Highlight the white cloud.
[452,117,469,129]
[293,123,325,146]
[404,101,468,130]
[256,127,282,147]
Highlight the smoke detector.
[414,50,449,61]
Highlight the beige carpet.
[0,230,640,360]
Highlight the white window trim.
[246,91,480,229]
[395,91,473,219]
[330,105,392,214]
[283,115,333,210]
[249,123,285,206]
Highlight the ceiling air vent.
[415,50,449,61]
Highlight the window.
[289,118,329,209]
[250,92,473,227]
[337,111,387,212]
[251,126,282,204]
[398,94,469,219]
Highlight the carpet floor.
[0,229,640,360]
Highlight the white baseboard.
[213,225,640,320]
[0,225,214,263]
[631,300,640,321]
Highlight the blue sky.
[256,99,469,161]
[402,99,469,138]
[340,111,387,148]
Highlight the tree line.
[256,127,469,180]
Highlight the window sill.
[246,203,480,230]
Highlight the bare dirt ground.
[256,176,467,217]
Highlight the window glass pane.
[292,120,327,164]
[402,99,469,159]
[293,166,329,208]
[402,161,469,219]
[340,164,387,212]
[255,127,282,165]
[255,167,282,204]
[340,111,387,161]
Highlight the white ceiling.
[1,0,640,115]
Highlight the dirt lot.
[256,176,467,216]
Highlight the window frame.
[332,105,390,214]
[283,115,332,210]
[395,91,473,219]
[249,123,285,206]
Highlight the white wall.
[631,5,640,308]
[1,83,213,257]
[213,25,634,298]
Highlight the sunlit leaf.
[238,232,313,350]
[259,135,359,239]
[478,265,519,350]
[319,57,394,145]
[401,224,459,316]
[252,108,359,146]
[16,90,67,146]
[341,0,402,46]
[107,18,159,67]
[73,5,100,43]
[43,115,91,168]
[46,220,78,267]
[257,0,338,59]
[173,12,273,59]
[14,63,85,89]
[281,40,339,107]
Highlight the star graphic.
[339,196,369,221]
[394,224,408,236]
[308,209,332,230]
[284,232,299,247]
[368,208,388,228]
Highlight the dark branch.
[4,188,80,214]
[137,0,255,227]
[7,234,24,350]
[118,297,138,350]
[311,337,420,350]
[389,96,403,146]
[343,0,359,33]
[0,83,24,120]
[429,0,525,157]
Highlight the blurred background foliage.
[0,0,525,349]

==

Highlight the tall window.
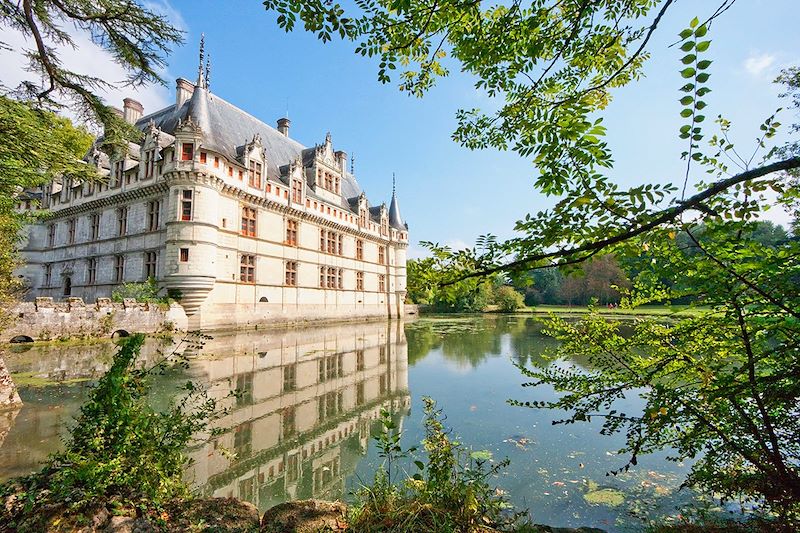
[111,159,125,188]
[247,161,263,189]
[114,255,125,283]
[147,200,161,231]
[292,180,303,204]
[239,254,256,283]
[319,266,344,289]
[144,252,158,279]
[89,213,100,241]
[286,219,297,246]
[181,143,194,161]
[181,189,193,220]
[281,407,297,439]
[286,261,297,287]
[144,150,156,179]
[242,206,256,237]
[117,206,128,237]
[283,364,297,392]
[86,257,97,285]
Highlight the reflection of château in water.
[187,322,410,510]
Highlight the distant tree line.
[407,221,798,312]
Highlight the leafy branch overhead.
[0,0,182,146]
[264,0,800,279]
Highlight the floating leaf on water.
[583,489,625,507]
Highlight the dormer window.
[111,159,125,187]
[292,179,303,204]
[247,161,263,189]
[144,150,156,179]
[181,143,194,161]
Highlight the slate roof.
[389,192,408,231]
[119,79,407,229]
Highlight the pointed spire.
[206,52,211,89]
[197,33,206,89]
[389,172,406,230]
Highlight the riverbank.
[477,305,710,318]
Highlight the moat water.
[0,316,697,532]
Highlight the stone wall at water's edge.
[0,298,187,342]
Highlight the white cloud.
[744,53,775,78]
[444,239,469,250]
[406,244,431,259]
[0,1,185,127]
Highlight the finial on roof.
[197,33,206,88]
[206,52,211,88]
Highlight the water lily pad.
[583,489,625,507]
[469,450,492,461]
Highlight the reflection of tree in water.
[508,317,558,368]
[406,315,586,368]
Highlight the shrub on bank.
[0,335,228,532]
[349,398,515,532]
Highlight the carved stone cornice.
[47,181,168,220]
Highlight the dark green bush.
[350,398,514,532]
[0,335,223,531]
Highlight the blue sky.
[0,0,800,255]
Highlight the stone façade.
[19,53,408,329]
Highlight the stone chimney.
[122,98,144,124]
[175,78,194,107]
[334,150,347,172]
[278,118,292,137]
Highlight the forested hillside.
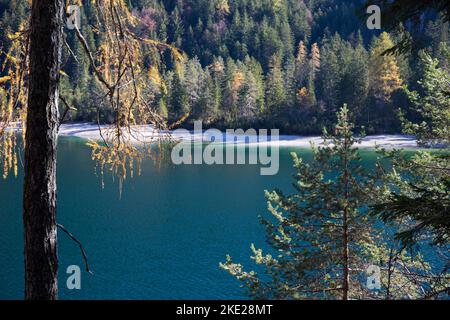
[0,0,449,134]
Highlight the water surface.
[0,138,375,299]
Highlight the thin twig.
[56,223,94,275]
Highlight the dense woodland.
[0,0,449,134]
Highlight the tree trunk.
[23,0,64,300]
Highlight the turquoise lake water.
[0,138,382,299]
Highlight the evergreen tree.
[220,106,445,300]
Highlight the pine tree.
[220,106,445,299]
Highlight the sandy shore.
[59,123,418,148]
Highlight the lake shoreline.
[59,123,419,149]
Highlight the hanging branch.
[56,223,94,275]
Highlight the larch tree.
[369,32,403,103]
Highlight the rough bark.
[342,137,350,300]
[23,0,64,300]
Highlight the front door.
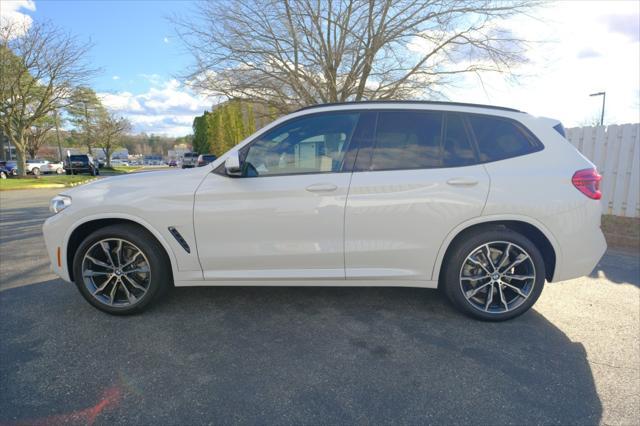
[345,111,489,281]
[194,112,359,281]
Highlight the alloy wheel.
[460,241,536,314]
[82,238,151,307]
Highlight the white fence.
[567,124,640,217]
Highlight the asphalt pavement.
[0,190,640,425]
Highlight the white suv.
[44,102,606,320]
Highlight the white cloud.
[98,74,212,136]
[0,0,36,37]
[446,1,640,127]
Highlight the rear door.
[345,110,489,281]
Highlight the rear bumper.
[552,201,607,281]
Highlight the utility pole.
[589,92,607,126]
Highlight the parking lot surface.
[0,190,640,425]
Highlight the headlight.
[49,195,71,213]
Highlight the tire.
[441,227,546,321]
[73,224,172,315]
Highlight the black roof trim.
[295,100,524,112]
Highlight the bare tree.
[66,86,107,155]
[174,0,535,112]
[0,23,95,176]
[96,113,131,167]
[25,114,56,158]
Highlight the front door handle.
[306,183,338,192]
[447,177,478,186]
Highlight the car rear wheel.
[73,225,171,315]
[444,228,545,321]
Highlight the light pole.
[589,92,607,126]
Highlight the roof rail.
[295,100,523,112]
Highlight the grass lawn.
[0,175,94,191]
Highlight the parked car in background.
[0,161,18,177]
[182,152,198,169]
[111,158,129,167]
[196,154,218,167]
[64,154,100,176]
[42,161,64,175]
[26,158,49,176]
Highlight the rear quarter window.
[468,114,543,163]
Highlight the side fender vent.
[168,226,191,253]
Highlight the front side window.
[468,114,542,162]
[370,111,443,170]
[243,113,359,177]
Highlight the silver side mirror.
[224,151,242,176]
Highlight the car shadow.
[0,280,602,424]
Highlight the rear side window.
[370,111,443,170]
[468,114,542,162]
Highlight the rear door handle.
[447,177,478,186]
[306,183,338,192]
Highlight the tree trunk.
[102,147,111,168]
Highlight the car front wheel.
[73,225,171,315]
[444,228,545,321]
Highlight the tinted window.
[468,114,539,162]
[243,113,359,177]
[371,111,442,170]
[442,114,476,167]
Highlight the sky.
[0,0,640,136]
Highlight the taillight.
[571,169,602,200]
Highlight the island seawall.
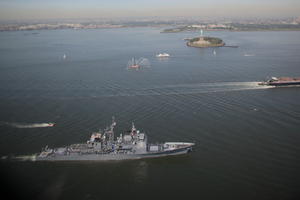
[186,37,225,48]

...

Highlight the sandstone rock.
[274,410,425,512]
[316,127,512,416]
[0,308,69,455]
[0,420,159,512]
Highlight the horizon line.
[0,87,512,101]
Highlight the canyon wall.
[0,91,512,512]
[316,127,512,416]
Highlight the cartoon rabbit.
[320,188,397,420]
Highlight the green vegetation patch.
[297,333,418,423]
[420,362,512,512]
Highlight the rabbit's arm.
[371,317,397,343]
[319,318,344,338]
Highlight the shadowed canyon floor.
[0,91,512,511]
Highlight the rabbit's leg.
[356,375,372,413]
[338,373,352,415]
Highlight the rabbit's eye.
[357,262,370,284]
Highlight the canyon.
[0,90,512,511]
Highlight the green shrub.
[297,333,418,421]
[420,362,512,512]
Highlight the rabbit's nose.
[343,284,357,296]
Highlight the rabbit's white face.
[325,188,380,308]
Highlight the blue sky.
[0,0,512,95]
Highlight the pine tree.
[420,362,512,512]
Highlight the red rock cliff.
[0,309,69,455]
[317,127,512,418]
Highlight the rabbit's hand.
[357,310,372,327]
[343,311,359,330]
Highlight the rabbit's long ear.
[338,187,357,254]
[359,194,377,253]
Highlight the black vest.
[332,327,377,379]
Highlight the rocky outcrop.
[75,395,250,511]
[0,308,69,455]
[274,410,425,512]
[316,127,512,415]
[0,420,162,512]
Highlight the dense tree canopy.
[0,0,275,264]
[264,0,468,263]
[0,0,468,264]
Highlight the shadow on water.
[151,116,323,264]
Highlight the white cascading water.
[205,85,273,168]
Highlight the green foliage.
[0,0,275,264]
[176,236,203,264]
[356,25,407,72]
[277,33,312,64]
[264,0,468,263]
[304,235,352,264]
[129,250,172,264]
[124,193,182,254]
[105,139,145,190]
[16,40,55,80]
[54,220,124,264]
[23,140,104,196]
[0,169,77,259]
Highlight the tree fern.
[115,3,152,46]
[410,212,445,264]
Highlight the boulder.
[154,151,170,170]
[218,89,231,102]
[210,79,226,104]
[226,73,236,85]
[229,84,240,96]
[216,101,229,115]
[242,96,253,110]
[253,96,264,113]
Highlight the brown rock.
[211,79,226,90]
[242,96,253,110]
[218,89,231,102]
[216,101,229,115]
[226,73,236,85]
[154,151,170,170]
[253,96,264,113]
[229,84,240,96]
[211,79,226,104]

(Exercise task): Set out as a numbered list every line from the one containing "Highlight the dormer window." through the one containing "[0,316,697,532]", both included, with blank lines omitted.

(Exercise output):
1. Highlight the dormer window.
2. [111,159,125,187]
3. [292,179,303,204]
4. [247,161,263,189]
5. [144,150,156,179]
6. [181,143,194,161]
7. Highlight the slate roof.
8. [389,192,408,231]
9. [119,79,407,229]
10. Highlight the pointed spire.
11. [206,52,211,89]
12. [197,33,206,89]
13. [389,172,406,230]
14. Highlight the riverbank.
15. [477,305,710,318]
16. Highlight the moat water.
17. [0,316,697,532]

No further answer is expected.